▸ **TASK**: Given the records below, transcribe each of them exactly.

▸ **RECORDS FOR PROCESSING**:
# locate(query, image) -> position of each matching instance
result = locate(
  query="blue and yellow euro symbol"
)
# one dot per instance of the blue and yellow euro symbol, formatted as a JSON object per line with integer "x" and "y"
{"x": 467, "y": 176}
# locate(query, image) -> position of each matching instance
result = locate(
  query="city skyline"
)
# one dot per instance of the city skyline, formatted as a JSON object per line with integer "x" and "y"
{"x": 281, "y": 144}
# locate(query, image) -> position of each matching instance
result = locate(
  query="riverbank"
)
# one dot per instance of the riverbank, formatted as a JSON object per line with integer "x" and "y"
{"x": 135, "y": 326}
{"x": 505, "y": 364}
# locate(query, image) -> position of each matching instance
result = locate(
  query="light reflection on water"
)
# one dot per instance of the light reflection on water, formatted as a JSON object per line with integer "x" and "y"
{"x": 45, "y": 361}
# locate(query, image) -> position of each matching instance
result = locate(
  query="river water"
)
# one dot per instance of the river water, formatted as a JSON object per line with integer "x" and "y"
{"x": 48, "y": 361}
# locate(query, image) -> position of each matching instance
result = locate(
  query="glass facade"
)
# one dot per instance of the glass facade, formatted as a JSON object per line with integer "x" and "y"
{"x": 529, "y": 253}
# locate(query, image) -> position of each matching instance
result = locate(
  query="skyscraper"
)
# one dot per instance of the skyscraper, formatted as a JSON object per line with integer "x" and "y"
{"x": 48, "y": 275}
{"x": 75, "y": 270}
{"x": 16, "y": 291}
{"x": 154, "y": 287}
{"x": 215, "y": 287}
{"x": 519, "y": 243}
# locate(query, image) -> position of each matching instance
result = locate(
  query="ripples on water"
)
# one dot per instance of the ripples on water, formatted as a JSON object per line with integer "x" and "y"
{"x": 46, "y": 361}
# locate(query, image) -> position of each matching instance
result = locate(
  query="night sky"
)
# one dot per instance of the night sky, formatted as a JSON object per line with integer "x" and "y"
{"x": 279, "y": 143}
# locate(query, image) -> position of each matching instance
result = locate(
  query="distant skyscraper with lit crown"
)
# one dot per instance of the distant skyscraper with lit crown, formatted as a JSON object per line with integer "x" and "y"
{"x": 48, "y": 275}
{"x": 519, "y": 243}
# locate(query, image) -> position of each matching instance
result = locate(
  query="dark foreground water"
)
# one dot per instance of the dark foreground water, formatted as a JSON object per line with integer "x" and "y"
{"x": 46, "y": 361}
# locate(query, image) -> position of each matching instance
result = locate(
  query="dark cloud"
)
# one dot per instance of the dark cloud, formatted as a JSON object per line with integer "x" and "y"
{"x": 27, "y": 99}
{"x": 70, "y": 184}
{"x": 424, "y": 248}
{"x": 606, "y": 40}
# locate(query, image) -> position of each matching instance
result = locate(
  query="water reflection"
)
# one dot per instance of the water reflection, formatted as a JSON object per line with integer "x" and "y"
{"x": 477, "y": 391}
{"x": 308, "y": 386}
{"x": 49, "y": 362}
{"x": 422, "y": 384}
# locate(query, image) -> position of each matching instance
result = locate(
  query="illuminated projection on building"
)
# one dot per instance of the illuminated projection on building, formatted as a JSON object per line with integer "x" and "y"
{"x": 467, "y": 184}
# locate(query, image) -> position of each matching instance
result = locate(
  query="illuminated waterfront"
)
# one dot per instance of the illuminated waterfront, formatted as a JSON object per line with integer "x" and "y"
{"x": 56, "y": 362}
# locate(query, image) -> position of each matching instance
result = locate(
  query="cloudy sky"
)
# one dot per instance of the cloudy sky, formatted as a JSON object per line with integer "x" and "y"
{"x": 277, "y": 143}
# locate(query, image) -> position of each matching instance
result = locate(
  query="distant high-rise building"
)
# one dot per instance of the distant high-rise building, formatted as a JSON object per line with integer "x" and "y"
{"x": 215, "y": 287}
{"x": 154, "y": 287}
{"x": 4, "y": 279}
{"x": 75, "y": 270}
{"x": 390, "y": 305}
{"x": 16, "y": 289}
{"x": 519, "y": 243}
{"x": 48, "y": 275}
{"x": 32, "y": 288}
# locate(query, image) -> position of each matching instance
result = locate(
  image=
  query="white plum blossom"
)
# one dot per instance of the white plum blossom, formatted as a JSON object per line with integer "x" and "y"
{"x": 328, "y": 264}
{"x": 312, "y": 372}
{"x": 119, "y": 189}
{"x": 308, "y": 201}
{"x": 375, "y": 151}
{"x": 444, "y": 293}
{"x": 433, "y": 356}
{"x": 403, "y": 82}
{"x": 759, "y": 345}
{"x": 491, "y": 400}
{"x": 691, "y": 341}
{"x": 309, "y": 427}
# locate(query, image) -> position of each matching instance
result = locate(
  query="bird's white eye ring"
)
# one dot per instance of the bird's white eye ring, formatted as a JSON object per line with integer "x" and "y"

▸ **OUTPUT FOR THIS EXERCISE**:
# locate(query, image) -> position of each matching instance
result = locate(
  query="blue and yellow euro symbol"
)
# one dot per instance of the blue and yellow euro symbol, formatted as a JSON object per line with integer "x" and "y"
{"x": 467, "y": 176}
# locate(query, image) -> position of each matching instance
result = locate(
  query="city skyline"
)
# one dot per instance of the city skyline, formatted as a JSON object per line with integer "x" and "y"
{"x": 281, "y": 144}
# locate(query, image) -> position of each matching instance
result = locate(
  query="riverbank"
)
# one dot per instance of the riverbank, formatted as a JSON object per line with integer "x" and "y"
{"x": 135, "y": 326}
{"x": 505, "y": 364}
# locate(query, image) -> position of each matching instance
result = locate(
  query="light reflection on water"
)
# one dot per instance of the light reflection on water, formatted as a JSON object per line with integer "x" and "y"
{"x": 45, "y": 361}
# locate(query, image) -> position of each matching instance
result = locate(
  query="river water"
)
# one dot per instance of the river water, formatted as a JSON object per line with integer "x" and "y"
{"x": 48, "y": 361}
# locate(query, image) -> position of each matching instance
result = locate(
  query="glass facade"
)
# one dot per instance of the glass facade, formatted as a JSON object per line with integer "x" and "y"
{"x": 529, "y": 253}
# locate(query, image) -> position of each matching instance
result = locate(
  query="skyscraper"
)
# one dot per instance of the skyscraper, formatted as a JSON object per line with integer "x" and "y"
{"x": 48, "y": 275}
{"x": 75, "y": 270}
{"x": 16, "y": 291}
{"x": 154, "y": 287}
{"x": 215, "y": 287}
{"x": 519, "y": 243}
# locate(query, image) -> position of each matching instance
result = locate(
  query="ripples on water"
)
# one dot per instance of the ripples on water, formatted as a JSON object per line with integer "x" and "y"
{"x": 46, "y": 361}
# locate(query, image) -> position of each matching instance
result = locate(
  query="night sky"
)
# one dot per instance of the night sky, formatted as a JSON object per line with integer "x" and "y"
{"x": 279, "y": 143}
# locate(query, image) -> position of each matching instance
result = locate(
  query="distant skyscraper with lit crown"
)
# one dot per instance of the distant skyscraper with lit crown, formatted as a JSON object per line with integer "x" and "y"
{"x": 48, "y": 275}
{"x": 519, "y": 243}
# locate(query, image) -> position of each matching instance
result = locate(
  query="dark foreground water"
)
# one dot per instance of the dark foreground water, formatted as a JSON object per line with integer "x" and "y"
{"x": 46, "y": 361}
# locate(query, image) -> position of each matching instance
result = locate(
  query="dark cloud"
)
# one dot per instance of the dark cloud, formatted as a JSON object per line with integer "x" and "y"
{"x": 27, "y": 99}
{"x": 70, "y": 184}
{"x": 424, "y": 248}
{"x": 606, "y": 40}
# locate(query, image) -> position of each matching instance
result = locate(
  query="water reflection"
)
# one dot per instance of the water reflection, formatted as a JSON object per line with integer "x" and "y"
{"x": 477, "y": 391}
{"x": 308, "y": 386}
{"x": 49, "y": 362}
{"x": 422, "y": 384}
# locate(query, image) -> position of each matching instance
result = locate(
  query="illuminated projection on building"
)
# one dot per instance of the illuminated projection on building, formatted as a JSON object per line with integer "x" and "y"
{"x": 467, "y": 184}
# locate(query, image) -> position of each matching instance
result = locate(
  query="illuminated waterfront"
)
# one dot per instance of the illuminated waterfront, formatted as a JSON object per line with integer "x" and "y"
{"x": 56, "y": 362}
# locate(query, image) -> position of each matching instance
result = locate(
  query="cloudy sky"
)
# one dot per instance of the cloudy sky, formatted as a JSON object per line with integer "x" and "y"
{"x": 277, "y": 143}
# locate(query, image) -> position of each matching instance
result = locate(
  query="distant high-rise building"
)
# one dot per instance of the distant high-rise building, formatted as a JSON object per line with integer "x" and "y"
{"x": 215, "y": 287}
{"x": 154, "y": 287}
{"x": 4, "y": 279}
{"x": 75, "y": 270}
{"x": 390, "y": 305}
{"x": 16, "y": 289}
{"x": 519, "y": 243}
{"x": 48, "y": 275}
{"x": 32, "y": 288}
# locate(query, image) -> position of each matching instance
result = locate(
  image=
  query="white plum blossom"
)
# one dot per instance of the white plum blossom, formatted as a JSON object per line with integer "x" and "y"
{"x": 328, "y": 264}
{"x": 312, "y": 372}
{"x": 119, "y": 189}
{"x": 308, "y": 201}
{"x": 375, "y": 151}
{"x": 444, "y": 293}
{"x": 433, "y": 356}
{"x": 403, "y": 82}
{"x": 759, "y": 345}
{"x": 491, "y": 400}
{"x": 691, "y": 341}
{"x": 309, "y": 427}
# locate(query, image) -> position of each matching instance
result = locate(
  query="bird's white eye ring"
)
# one dot per instance of the bird's white eye ring, formatted as a JSON object per line with integer "x" and "y"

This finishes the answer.